* _Data provided_:
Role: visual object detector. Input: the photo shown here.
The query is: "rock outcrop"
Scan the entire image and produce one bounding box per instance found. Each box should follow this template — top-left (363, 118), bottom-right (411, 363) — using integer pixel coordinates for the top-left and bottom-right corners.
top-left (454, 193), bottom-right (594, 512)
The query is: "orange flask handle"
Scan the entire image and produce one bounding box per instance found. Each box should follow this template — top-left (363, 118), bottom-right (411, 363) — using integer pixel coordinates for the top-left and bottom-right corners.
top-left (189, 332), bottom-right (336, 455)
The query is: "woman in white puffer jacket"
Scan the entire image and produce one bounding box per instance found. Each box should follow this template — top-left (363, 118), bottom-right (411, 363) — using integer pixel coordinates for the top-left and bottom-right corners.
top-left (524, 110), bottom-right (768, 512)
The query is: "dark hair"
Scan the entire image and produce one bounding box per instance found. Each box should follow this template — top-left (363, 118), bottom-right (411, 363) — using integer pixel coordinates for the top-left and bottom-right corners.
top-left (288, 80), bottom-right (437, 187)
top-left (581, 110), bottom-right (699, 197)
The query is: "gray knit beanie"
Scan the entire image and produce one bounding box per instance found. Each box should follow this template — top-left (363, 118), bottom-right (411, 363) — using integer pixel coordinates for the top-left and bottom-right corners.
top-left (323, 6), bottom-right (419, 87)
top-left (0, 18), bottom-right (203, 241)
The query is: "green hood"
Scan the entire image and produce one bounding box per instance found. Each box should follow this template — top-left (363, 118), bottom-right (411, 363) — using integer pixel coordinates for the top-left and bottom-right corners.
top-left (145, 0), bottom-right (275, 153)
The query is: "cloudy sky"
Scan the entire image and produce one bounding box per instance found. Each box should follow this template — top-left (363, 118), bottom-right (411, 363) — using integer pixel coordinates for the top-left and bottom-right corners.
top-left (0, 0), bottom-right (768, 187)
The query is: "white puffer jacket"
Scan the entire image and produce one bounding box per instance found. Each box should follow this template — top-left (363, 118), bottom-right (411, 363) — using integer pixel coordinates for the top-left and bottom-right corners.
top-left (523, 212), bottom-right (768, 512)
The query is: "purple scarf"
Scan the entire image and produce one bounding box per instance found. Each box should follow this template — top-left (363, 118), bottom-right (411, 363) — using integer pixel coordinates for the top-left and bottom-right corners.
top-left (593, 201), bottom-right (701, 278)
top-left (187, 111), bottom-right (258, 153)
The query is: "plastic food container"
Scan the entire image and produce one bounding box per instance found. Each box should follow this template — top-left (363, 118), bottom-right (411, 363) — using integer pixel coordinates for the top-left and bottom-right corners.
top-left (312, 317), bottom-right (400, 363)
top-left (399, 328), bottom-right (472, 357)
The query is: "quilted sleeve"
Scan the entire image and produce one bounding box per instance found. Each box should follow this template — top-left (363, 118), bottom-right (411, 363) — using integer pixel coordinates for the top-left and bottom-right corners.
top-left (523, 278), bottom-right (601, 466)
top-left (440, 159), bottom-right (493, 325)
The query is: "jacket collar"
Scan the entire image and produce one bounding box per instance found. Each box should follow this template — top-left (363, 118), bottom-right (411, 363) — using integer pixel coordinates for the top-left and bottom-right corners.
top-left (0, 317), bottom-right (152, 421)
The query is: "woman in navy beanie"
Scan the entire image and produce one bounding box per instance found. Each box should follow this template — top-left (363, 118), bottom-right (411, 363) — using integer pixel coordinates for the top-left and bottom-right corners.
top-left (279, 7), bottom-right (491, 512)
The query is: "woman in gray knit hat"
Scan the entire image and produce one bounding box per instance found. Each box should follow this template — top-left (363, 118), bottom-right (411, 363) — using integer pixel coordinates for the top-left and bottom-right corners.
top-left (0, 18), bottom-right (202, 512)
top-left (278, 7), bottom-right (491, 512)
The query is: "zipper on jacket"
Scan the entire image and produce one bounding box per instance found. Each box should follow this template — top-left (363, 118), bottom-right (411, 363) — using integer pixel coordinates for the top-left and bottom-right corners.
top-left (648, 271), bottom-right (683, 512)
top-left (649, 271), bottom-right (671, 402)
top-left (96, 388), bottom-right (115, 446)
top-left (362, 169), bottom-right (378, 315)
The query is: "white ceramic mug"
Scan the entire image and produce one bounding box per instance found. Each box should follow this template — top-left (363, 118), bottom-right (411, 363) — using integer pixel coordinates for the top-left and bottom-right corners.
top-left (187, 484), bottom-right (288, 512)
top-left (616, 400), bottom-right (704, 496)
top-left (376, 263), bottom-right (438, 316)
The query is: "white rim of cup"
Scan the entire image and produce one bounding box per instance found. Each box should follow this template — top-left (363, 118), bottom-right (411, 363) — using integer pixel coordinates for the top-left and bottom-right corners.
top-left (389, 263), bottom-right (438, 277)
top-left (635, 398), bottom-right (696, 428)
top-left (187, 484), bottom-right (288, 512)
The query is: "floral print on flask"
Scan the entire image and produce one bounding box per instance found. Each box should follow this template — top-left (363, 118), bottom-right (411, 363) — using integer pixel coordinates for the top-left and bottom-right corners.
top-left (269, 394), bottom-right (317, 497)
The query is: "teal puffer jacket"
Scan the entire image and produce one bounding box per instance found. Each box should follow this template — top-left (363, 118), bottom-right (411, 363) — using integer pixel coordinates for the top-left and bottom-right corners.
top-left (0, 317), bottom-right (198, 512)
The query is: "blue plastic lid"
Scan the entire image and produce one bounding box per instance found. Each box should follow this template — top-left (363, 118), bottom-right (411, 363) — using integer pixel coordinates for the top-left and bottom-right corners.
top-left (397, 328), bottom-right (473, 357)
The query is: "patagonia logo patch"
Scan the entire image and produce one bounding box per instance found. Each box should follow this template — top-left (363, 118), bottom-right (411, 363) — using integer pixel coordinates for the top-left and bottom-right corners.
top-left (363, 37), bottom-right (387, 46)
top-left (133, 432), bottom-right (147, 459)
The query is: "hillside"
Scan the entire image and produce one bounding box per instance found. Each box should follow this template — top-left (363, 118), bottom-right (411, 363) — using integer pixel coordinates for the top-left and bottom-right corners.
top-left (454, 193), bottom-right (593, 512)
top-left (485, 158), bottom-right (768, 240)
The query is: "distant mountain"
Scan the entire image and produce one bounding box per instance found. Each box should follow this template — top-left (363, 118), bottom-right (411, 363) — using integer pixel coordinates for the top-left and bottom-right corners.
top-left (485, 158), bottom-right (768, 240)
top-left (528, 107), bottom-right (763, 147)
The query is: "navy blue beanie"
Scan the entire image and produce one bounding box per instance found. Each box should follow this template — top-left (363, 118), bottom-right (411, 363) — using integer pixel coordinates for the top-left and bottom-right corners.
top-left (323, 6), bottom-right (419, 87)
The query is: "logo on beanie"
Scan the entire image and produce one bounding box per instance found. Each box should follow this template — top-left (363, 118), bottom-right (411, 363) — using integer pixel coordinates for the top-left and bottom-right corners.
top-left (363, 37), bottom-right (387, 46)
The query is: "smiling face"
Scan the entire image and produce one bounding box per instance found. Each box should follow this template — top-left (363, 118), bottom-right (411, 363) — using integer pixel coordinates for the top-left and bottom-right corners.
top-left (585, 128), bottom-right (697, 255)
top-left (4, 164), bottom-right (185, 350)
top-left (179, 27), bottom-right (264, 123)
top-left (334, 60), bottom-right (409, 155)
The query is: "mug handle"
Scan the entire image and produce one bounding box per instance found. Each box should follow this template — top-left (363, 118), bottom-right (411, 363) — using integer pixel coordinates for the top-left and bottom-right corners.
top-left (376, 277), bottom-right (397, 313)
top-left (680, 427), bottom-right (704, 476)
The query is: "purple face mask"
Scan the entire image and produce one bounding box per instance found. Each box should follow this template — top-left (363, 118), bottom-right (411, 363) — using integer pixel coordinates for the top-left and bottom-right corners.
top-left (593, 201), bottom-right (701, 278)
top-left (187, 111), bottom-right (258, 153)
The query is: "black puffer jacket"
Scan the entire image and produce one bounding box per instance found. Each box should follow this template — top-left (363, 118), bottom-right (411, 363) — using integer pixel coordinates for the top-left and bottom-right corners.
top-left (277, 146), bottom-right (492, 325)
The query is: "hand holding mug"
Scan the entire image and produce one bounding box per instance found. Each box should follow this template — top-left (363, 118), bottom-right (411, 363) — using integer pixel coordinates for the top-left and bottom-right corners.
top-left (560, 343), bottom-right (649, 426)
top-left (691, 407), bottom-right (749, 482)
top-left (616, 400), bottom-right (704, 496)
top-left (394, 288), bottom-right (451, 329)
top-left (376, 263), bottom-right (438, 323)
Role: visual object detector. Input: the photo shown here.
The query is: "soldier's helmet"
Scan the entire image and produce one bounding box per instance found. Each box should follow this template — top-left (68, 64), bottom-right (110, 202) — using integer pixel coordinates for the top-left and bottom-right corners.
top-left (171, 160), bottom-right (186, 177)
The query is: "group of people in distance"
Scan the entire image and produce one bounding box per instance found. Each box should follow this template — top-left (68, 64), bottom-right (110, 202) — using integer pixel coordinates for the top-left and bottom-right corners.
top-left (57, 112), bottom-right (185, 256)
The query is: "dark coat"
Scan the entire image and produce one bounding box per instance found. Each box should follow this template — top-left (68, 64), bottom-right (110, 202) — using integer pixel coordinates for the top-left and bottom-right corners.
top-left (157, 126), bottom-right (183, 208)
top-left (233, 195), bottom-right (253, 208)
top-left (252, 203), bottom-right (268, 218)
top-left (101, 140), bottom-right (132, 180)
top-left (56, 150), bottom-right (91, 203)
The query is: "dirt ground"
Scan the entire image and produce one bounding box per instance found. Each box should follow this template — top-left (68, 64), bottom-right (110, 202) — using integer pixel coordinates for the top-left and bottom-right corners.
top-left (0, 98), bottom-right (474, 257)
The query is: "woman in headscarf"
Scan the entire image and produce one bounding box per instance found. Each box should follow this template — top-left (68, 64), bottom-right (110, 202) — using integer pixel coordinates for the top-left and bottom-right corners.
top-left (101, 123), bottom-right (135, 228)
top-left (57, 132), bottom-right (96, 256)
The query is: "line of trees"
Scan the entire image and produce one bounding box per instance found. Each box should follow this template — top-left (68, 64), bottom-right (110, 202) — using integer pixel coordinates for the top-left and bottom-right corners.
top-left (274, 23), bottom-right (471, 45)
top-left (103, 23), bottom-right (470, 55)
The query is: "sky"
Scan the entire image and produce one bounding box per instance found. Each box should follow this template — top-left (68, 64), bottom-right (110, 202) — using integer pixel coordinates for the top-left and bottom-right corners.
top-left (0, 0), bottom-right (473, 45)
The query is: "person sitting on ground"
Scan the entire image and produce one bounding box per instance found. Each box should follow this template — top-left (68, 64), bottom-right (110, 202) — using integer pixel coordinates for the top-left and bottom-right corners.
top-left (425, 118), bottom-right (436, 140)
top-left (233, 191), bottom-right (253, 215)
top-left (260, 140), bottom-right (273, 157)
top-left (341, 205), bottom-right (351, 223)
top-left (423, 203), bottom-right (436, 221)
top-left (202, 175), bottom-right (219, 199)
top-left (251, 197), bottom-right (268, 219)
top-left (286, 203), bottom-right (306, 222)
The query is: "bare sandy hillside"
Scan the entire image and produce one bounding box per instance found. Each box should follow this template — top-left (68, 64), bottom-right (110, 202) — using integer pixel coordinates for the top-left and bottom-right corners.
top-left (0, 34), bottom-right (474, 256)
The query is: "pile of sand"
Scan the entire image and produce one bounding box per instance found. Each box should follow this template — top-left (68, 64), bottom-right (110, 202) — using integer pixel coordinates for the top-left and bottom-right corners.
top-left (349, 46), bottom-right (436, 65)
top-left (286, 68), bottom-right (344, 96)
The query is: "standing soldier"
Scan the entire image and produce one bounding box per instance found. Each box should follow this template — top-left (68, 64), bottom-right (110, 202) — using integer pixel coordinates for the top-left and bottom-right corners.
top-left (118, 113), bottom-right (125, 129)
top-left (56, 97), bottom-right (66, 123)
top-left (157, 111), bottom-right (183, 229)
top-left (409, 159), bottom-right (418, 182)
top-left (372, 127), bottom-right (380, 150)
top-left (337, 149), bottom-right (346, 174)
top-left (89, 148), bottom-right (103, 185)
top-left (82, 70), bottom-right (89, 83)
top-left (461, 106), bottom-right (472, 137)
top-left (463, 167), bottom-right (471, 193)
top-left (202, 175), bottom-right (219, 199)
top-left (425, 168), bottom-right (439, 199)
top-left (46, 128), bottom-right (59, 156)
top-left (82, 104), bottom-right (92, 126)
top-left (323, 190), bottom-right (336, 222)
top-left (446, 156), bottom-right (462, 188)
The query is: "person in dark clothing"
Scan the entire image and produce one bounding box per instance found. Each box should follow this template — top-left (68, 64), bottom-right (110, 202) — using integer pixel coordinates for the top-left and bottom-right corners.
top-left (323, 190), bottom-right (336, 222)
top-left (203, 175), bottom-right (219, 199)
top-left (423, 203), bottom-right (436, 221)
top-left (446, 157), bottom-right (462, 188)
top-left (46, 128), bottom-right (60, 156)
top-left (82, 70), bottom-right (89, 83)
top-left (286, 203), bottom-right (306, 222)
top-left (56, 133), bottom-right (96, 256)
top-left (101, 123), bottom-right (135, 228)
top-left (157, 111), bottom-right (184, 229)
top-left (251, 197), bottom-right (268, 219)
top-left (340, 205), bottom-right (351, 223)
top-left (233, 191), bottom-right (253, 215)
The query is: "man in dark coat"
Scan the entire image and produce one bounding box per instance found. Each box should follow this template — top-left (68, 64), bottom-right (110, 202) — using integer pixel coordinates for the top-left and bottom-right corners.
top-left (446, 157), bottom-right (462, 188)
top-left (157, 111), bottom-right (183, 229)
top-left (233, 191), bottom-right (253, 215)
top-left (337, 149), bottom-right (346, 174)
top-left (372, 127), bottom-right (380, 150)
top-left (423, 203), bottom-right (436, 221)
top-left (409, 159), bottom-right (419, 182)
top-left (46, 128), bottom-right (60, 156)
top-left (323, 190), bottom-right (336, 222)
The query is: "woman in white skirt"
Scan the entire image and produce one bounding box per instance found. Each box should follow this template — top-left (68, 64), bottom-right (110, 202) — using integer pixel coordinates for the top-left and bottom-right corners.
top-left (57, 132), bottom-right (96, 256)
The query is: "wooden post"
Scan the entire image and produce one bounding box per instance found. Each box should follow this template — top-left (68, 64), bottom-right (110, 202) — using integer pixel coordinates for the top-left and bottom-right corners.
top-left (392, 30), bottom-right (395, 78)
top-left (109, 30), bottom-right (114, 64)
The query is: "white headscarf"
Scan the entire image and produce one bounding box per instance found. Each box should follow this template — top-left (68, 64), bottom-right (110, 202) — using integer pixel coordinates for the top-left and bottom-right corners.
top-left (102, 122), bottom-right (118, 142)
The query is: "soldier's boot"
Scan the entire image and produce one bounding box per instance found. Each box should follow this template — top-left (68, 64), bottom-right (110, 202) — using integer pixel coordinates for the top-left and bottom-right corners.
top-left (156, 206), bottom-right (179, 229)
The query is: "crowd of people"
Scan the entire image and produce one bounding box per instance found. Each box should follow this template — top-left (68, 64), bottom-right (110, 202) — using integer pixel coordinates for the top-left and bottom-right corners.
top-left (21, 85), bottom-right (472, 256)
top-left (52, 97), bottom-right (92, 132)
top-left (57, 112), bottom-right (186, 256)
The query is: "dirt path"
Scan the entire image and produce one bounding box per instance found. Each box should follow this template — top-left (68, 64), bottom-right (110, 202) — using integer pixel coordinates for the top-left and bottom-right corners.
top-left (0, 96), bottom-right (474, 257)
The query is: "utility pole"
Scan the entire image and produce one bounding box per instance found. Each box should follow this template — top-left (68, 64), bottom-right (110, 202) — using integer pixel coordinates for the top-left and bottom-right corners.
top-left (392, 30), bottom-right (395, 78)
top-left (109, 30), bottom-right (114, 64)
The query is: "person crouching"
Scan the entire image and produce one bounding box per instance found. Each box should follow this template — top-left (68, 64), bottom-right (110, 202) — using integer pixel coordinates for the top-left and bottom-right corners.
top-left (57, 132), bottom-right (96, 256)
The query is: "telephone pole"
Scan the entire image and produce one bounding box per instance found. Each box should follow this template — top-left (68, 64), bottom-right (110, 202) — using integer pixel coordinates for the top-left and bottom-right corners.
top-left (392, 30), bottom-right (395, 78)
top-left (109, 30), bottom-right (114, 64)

* _Task requirements_: Starting from the beginning of the records and ending with the line that contains "top-left (454, 193), bottom-right (594, 512)", rewrite those lines with "rock outcrop" renamed to "stone ledge" and every other word kept the same.

* _Final result_:
Role: visual object detector. Input: the photo shown here.
The query is: "stone ledge"
Scan the entire image and produce one bounding box per instance found. Each box should follow this template — top-left (363, 118), bottom-right (411, 363) — using integer pixel coordinates for the top-left and bottom-right corners.
top-left (454, 193), bottom-right (594, 512)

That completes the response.